Start of Document segment
Born and raised in the midst of this highly influential way of thinking, Skeeter manages to maintain a strong sense of liberalism and overwhelmed by Jackson’s demeaning societal tendencies becomes a mover and a shaker, giving black women a voice through a series of interviews she intends to publish:

Pg. 257, 258 - “The talk turns mundane at times, with complaints of low pay, hard hours, bratty children. But then there are stories of white babies dying in arms. That soft, empty look in their still blue eyes…There is undisguised hate for white women, there is inexplicable love…Angry stories come out, of white men who’ve tried to touch them…But the dichotomy of love and disdain living side-by-side is what surprises me. Most are invited to attend the white children’s weddings, but only if they’re in their uniforms. These things I know already, yet hearing them from colored mouths, it is as if I am hearing them for the first time.”

Through it all she is deeply moved by the stories told to her, bites her tongue at the intolerance of her white friends (in particular her best friend Hilly, the queen bee of Jackson’s social elite), bears the discomfort of being ostracized for her opinions and privately mourns her broken ties with Constantine, a beloved former maid in her household whose employment was mysteriously terminated before she came back home after graduating from college.

The book references real-life events, most notably the arrests of 300 Freedom Riders and the murder of NAACP Field Secretary Medgar Evers. Tne New York Times called it a “button-pusher” and it’s easy to see why after the character Hilly (the antagonist of the book, one readers will find easy to hate) introduces a “Home Help Sanitation Initiative” that Skeeter is coerced into including in the town circular that encourages Jackson residents to install separate bathrooms for the colored help. The rationalizations for such action are astonishing and offensive to the sensible person, the missive stating that

1) 99% of all colored diseases are carried in the urine
2) Whites can become permanently disabled by nearly all of these diseases because we lack immunities coloreds carry in their darker pigmentation
3) Some germs carried by whites can also be harmful to coloreds too

It concludes with an uncomfortably cheery end remark from Hilly that says “From the Holbrooks, we say, You’re welcome!” Something else that readers may find offensive is the “voice” Stockett uses for her black female characters, a voice that not only accounts for their deep South accents but their lack of higher education as well (“I done raised seventeen kids in my lifetime. I know how to get them babies to sleep, stop crying and go in the toilet before they mamas even get out a bed in the morning”, pg. 1).
End of Document segment
*Activity list*:
1. Reproduce the passage of the book review from "Through it all" up to and including "graduating from college.".
2. In the book review, what did The New York Times call the book?
3. Pick up the book review after its final sentence and continue it.
Start of Excerpted data
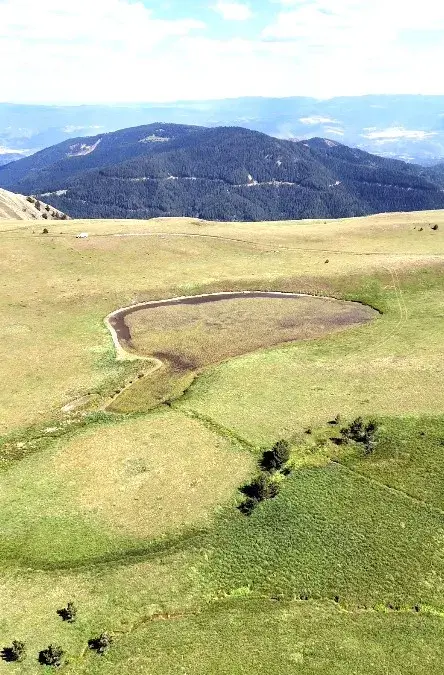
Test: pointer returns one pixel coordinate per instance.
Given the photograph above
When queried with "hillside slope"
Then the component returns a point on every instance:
(407, 127)
(19, 207)
(225, 173)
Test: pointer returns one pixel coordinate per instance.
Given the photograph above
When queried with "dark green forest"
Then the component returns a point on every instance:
(225, 173)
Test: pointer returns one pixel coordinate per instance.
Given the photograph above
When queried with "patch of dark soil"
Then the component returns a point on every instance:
(178, 363)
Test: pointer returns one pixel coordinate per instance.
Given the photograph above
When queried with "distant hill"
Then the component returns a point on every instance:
(223, 173)
(18, 207)
(406, 127)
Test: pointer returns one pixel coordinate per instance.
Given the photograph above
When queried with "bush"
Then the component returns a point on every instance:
(274, 459)
(100, 644)
(52, 656)
(68, 613)
(262, 487)
(16, 652)
(359, 432)
(247, 507)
End of Excerpted data
*Responses by task*:
1.
Through it all she is deeply moved by the stories told to her, bites her tongue at the intolerance of her white friends (in particular her best friend Hilly, the queen bee of Jackson’s social elite), bears the discomfort of being ostracized for her opinions and privately mourns her broken ties with Constantine, a beloved former maid in her household whose employment was mysteriously terminated before she came back home after graduating from college.

2. A "button-pusher."

3.
Most of the white female characters are so loathsome that it makes a white woman who reads this book squirm a bit. Having grown up in Jackson, Stockett can hardly be disputed about the ways in which she illuminates the city and the people she grew up with (she explained in an interview with Katie Couric that the thought processes of most Mississipians were virtually identical in the 60’s and then in the 70’s when she was born). What I find to be most enlightening is her “Too Little, Too Late” essay at the end of the novel, in particular the part where she reiterates a statement from Skeeter: “Wasn’t that the point of the book? For women to realize, we are just two people. Not that much separates us. Not nearly as much as I’d thought.” Some might say that this statement, not to mention the novel being entirely in the point of view of female characters, gives the book a heavy feminist slant but I think Stockett fells this potential argument with a sound investment of history, common sense and sensibility.

Bottom line: A reviewer once said that “The Help” is an important book because it’s about something important. Few who read it will be unmoved by Stockett’s truthfulness, sensitivity and unique characters. With rave reviews from both professional critics and readers (not to mention nearly 2000 customer reviews on Amazon.com that are overwhelmingly positive), it’s easy to see why.